[START]

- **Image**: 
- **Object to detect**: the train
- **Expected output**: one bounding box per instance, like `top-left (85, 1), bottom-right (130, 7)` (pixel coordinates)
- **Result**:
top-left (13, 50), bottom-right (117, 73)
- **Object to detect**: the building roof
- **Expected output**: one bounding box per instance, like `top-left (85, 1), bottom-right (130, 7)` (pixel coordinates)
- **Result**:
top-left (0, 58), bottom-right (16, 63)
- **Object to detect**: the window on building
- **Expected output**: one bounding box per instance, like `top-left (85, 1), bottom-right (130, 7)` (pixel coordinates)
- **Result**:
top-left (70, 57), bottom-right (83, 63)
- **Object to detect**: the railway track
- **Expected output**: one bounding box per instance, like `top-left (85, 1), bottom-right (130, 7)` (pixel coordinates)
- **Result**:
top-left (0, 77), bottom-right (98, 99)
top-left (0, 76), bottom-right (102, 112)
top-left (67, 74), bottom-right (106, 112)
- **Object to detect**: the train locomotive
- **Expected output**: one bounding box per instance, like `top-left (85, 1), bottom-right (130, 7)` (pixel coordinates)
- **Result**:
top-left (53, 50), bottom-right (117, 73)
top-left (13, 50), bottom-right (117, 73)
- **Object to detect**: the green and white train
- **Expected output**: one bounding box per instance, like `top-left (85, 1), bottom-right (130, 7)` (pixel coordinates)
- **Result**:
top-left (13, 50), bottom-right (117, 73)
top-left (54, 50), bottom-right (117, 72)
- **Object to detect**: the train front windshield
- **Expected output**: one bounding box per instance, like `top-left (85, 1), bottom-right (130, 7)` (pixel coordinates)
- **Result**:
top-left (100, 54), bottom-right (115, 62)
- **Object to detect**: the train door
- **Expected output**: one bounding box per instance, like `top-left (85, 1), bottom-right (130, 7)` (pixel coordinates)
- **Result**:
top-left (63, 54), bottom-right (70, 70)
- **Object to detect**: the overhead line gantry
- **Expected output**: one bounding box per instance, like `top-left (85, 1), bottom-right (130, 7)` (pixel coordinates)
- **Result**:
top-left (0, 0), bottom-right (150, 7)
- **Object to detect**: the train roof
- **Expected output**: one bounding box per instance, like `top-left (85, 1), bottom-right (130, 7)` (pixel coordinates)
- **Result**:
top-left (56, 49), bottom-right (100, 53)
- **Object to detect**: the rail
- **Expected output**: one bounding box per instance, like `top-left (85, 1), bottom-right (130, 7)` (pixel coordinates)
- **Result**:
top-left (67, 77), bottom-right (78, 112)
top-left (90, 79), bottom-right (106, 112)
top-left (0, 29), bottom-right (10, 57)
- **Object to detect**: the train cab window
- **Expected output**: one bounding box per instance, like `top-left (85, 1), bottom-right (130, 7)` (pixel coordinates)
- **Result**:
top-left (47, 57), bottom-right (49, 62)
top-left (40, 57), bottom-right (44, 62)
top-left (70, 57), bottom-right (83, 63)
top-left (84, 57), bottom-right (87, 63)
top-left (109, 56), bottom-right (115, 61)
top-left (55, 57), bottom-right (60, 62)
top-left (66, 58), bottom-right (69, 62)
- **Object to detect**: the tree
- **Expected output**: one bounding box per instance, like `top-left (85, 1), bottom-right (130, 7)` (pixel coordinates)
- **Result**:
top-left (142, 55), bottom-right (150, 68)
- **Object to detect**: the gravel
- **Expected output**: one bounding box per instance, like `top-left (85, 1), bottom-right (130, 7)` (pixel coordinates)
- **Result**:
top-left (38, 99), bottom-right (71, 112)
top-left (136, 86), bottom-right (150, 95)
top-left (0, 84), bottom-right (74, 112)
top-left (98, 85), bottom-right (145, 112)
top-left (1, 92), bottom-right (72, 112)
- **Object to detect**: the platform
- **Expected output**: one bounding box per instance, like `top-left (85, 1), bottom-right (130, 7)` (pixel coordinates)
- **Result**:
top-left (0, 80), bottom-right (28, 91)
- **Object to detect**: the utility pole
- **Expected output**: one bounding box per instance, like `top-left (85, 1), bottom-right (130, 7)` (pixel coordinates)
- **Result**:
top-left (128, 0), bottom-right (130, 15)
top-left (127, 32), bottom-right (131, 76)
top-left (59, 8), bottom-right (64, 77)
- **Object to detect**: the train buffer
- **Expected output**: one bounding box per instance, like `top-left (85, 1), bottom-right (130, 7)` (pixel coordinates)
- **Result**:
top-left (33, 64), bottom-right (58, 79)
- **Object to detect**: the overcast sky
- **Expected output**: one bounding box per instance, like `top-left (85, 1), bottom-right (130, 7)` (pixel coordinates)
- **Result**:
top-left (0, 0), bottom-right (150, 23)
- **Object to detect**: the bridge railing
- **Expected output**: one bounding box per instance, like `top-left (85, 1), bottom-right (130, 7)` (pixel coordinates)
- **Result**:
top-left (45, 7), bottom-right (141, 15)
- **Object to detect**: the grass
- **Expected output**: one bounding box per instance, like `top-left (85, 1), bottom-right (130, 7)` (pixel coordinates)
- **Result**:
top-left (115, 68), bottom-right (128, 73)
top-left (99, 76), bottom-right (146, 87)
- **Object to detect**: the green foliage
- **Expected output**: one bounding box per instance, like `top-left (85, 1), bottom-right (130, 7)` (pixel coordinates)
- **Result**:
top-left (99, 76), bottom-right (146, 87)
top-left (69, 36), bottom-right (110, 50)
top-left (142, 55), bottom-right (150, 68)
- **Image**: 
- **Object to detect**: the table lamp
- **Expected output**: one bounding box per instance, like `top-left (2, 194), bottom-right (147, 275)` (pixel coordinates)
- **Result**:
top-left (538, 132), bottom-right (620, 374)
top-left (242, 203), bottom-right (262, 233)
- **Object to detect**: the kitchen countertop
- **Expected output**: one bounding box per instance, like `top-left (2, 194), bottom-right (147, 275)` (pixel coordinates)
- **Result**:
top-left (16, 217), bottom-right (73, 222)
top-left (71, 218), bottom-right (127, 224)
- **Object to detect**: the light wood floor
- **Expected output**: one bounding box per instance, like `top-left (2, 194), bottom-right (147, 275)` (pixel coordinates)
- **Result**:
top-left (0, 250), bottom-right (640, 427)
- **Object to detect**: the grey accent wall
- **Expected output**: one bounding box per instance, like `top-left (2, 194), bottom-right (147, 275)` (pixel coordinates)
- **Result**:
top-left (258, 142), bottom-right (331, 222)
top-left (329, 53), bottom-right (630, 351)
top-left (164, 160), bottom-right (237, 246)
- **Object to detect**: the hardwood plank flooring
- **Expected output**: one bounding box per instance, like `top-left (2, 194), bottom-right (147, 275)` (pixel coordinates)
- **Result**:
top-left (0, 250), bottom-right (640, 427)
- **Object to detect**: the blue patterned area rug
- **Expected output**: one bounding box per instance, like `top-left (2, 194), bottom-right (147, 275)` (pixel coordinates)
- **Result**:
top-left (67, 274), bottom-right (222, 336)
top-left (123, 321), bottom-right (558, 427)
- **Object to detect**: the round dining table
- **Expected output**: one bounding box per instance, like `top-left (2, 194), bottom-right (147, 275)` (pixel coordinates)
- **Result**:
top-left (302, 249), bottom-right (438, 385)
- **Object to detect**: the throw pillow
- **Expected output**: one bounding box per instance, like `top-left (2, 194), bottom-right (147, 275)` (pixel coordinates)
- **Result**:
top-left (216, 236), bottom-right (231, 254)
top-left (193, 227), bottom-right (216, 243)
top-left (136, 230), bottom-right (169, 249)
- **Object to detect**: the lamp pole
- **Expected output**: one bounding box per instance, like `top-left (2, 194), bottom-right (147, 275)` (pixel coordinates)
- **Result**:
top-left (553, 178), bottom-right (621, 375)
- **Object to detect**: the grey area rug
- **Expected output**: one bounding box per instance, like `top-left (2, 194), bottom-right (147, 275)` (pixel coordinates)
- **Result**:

[END]

Copy out all of the material above word for word, without changing a single line.

SOLVED EXERCISE:
- **Image**: 
- **Object to detect**: the train
- **Expected output**: one bounding box per instance, like `top-left (85, 1), bottom-right (130, 7)` (pixel coordinates)
- **Result**:
top-left (13, 50), bottom-right (117, 73)
- **Object to detect**: the building roof
- **Expected output**: one bounding box per instance, like `top-left (85, 1), bottom-right (130, 7)` (pixel coordinates)
- **Result**:
top-left (0, 58), bottom-right (16, 63)
- **Object to detect**: the window on building
- **Expected output**: one bounding box per instance, like `top-left (85, 1), bottom-right (130, 7)` (pixel coordinates)
- **Result**:
top-left (70, 57), bottom-right (83, 63)
- **Object to detect**: the railway track
- **Expected output**: one bounding box per instance, like `top-left (85, 1), bottom-right (130, 7)` (pixel coordinates)
- **Result**:
top-left (0, 77), bottom-right (98, 99)
top-left (0, 76), bottom-right (102, 112)
top-left (67, 74), bottom-right (106, 112)
- **Object to detect**: the train locomotive
- **Expected output**: one bounding box per instance, like `top-left (85, 1), bottom-right (130, 7)` (pixel coordinates)
- **Result**:
top-left (53, 50), bottom-right (117, 73)
top-left (13, 50), bottom-right (117, 73)
- **Object to detect**: the green and white train
- **Expected output**: one bounding box per instance, like `top-left (85, 1), bottom-right (130, 7)` (pixel coordinates)
- **Result**:
top-left (13, 50), bottom-right (117, 73)
top-left (54, 50), bottom-right (117, 72)
- **Object to detect**: the train front windshield
- **Expected output**: one bounding box per instance, like `top-left (85, 1), bottom-right (130, 7)` (pixel coordinates)
- **Result**:
top-left (100, 54), bottom-right (115, 62)
- **Object to detect**: the train door
- **Expected output**: one bounding box per instance, like `top-left (85, 1), bottom-right (130, 7)` (pixel coordinates)
- **Result**:
top-left (63, 54), bottom-right (70, 70)
- **Object to detect**: the overhead line gantry
- **Expected output**: one bounding box per instance, like `top-left (85, 1), bottom-right (130, 7)` (pixel coordinates)
- **Result**:
top-left (0, 0), bottom-right (150, 7)
- **Object to detect**: the train roof
- **Expected output**: one bounding box per instance, like `top-left (85, 1), bottom-right (130, 7)` (pixel coordinates)
- **Result**:
top-left (56, 49), bottom-right (100, 53)
- **Object to detect**: the rail
- **Expected output**: one bounding box per instance, like `top-left (85, 1), bottom-right (130, 7)` (pixel coordinates)
- **Result**:
top-left (67, 77), bottom-right (78, 112)
top-left (90, 79), bottom-right (106, 112)
top-left (0, 29), bottom-right (10, 57)
- **Object to detect**: the train cab window
- **Expected output**: one bounding box per instance, like `top-left (85, 1), bottom-right (130, 7)` (pixel coordinates)
- **Result**:
top-left (47, 57), bottom-right (49, 62)
top-left (40, 57), bottom-right (44, 62)
top-left (70, 57), bottom-right (83, 63)
top-left (84, 57), bottom-right (87, 63)
top-left (109, 56), bottom-right (115, 61)
top-left (55, 57), bottom-right (60, 62)
top-left (66, 58), bottom-right (69, 62)
- **Object to detect**: the tree
- **Expected output**: one bounding box per instance, like `top-left (85, 1), bottom-right (130, 7)` (pixel coordinates)
- **Result**:
top-left (142, 55), bottom-right (150, 68)
- **Object to detect**: the gravel
- **Expected output**: one bounding box per instance, like `top-left (85, 1), bottom-right (130, 7)` (pixel coordinates)
- **Result**:
top-left (38, 99), bottom-right (71, 112)
top-left (136, 86), bottom-right (150, 95)
top-left (0, 84), bottom-right (74, 112)
top-left (98, 85), bottom-right (145, 112)
top-left (1, 92), bottom-right (72, 112)
- **Object to detect**: the platform
- **Expected output**: one bounding box per instance, like `top-left (85, 1), bottom-right (130, 7)` (pixel coordinates)
- **Result**:
top-left (0, 80), bottom-right (28, 91)
- **Object to detect**: the utility pole
- **Expected output**: one bounding box per instance, like `top-left (85, 1), bottom-right (130, 7)` (pixel coordinates)
- **Result**:
top-left (128, 0), bottom-right (130, 15)
top-left (127, 32), bottom-right (131, 76)
top-left (59, 8), bottom-right (64, 77)
- **Object to detect**: the train buffer
- **Expected output**: one bounding box per instance, like `top-left (85, 1), bottom-right (130, 7)` (pixel coordinates)
- **Result**:
top-left (33, 64), bottom-right (58, 79)
- **Object to detect**: the overcast sky
- **Expected output**: one bounding box per instance, like `top-left (85, 1), bottom-right (130, 7)` (pixel coordinates)
- **Result**:
top-left (0, 0), bottom-right (150, 23)
- **Object to detect**: the bridge railing
- **Expected output**: one bounding box per instance, like `top-left (85, 1), bottom-right (130, 7)` (pixel coordinates)
- **Result**:
top-left (45, 7), bottom-right (141, 15)
- **Object to detect**: the grass
- **Expected output**: one bounding box per instance, like `top-left (85, 1), bottom-right (130, 7)` (pixel coordinates)
- **Result**:
top-left (115, 68), bottom-right (128, 73)
top-left (99, 76), bottom-right (146, 87)
- **Object to detect**: the green foliage
- **Expected output**: one bounding box per instance, like `top-left (85, 1), bottom-right (130, 7)` (pixel coordinates)
- **Result**:
top-left (99, 76), bottom-right (146, 87)
top-left (69, 36), bottom-right (110, 50)
top-left (142, 55), bottom-right (150, 68)
- **Image**: 
- **Object to detect**: the table lamp
- **Expected output**: one bounding box per instance, like `top-left (2, 194), bottom-right (147, 275)` (pixel coordinates)
- **Result**:
top-left (538, 132), bottom-right (620, 374)
top-left (242, 203), bottom-right (262, 233)
- **Object to detect**: the kitchen countertop
- **Expected output**: one bounding box per instance, like `top-left (2, 194), bottom-right (147, 275)` (pixel coordinates)
- **Result**:
top-left (16, 217), bottom-right (73, 222)
top-left (71, 218), bottom-right (127, 224)
- **Object to detect**: the light wood floor
- **Expected output**: one bounding box per instance, like `top-left (2, 194), bottom-right (147, 275)` (pixel coordinates)
- **Result**:
top-left (0, 250), bottom-right (640, 427)
- **Object to detect**: the grey accent wall
- **Expected output**: one bounding box per instance, like `top-left (2, 194), bottom-right (147, 275)` (pixel coordinates)
- **Result**:
top-left (258, 142), bottom-right (331, 222)
top-left (329, 53), bottom-right (630, 351)
top-left (164, 160), bottom-right (237, 246)
- **Object to detect**: the hardwood plank flooring
- **Expected output**: one bounding box per instance, like `top-left (2, 194), bottom-right (147, 275)` (pixel coordinates)
- **Result**:
top-left (0, 250), bottom-right (640, 427)
- **Object to detect**: the blue patterned area rug
- **Expected output**: one bounding box per instance, like `top-left (2, 194), bottom-right (147, 275)` (pixel coordinates)
- **Result**:
top-left (67, 274), bottom-right (222, 336)
top-left (123, 321), bottom-right (558, 427)
- **Object to detect**: the round dining table
- **Expected output**: one bounding box per instance, like `top-left (2, 194), bottom-right (147, 275)` (pixel coordinates)
- **Result**:
top-left (302, 249), bottom-right (438, 385)
- **Object to detect**: the throw pillow
- **Expected output**: one bounding box per instance, like `top-left (2, 194), bottom-right (147, 275)` (pixel coordinates)
- **Result**:
top-left (216, 236), bottom-right (231, 254)
top-left (193, 227), bottom-right (216, 243)
top-left (136, 230), bottom-right (169, 249)
- **Object to detect**: the lamp pole
- **Expected output**: one bounding box per instance, like `top-left (2, 194), bottom-right (147, 275)` (pixel coordinates)
- **Result**:
top-left (553, 178), bottom-right (621, 375)
- **Object to detect**: the grey area rug
- **Expected output**: one bounding box per instance, like `top-left (2, 194), bottom-right (147, 275)` (pixel coordinates)
- **Result**:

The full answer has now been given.